Stated task: Render the records as a two-column CSV with the columns "prompt" and "response", one row per record, beginning with the line that contains "Exercise. Pick out the fingernail" and continuing through the line that contains "<point>70,129</point>". Put each field in quotation marks and replace any line breaks with spaces.

[Saved data entries]
-----

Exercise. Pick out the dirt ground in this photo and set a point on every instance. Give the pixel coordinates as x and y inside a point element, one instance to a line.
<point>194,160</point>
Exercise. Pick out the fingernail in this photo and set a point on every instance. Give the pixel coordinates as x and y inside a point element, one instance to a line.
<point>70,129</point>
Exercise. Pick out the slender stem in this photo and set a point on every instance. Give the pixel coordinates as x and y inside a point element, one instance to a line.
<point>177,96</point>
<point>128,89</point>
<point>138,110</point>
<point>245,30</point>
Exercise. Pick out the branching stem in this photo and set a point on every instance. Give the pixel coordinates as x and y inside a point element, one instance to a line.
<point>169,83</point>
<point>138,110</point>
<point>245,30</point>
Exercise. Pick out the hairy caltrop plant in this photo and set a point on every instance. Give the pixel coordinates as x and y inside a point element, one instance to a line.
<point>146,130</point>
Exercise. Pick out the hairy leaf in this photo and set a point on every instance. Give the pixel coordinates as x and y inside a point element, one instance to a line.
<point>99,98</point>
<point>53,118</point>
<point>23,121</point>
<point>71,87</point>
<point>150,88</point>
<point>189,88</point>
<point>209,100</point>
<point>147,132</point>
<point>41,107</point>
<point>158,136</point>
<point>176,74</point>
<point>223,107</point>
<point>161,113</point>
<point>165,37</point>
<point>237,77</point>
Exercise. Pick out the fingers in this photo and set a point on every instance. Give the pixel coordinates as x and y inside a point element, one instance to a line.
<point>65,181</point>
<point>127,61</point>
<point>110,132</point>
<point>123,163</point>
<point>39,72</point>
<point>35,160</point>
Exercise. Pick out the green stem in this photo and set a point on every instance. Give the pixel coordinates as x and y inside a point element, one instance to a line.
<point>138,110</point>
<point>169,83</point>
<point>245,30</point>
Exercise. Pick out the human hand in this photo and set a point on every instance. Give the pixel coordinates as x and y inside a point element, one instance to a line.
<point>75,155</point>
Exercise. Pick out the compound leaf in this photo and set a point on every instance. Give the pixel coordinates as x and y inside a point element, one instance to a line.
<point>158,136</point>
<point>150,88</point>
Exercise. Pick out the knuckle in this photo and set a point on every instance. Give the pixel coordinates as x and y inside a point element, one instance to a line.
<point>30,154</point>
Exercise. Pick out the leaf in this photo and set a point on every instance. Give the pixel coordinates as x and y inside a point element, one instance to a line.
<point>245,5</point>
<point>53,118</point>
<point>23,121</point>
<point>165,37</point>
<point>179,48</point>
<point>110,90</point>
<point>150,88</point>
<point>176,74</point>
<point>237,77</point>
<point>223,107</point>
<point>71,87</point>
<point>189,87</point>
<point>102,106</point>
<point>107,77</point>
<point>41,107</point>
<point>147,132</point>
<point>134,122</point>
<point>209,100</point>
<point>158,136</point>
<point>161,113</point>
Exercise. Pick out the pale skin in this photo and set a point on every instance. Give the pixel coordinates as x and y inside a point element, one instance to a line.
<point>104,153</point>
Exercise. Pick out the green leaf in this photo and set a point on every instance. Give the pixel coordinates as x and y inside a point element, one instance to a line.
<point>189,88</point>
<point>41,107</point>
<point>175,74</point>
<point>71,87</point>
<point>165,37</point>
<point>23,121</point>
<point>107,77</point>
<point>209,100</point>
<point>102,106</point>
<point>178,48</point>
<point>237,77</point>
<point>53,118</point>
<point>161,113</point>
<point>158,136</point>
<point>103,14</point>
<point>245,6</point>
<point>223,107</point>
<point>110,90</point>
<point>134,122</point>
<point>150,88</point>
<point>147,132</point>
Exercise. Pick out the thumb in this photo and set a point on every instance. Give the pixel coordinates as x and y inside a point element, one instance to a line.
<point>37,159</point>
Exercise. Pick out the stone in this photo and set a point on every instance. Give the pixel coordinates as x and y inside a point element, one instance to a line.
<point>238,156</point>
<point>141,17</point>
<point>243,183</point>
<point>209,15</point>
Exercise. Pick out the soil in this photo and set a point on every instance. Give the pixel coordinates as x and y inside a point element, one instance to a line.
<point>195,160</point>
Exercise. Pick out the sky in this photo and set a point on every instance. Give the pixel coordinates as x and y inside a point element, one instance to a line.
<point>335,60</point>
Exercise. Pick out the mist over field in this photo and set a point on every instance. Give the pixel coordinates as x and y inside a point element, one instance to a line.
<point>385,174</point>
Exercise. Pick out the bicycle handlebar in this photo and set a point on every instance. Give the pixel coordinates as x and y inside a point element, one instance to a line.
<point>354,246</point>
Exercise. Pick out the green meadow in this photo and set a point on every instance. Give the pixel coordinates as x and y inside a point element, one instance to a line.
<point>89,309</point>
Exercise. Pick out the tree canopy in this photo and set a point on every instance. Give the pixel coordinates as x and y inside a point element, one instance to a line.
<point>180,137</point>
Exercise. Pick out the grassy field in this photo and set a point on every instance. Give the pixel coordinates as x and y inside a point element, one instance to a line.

-----

Result of this task:
prompt,response
"Exercise. Pick out the fingernail in this photo and set a point on every instance. Give the pixel coordinates as x and y inside a point element, one instance to a line.","<point>70,129</point>"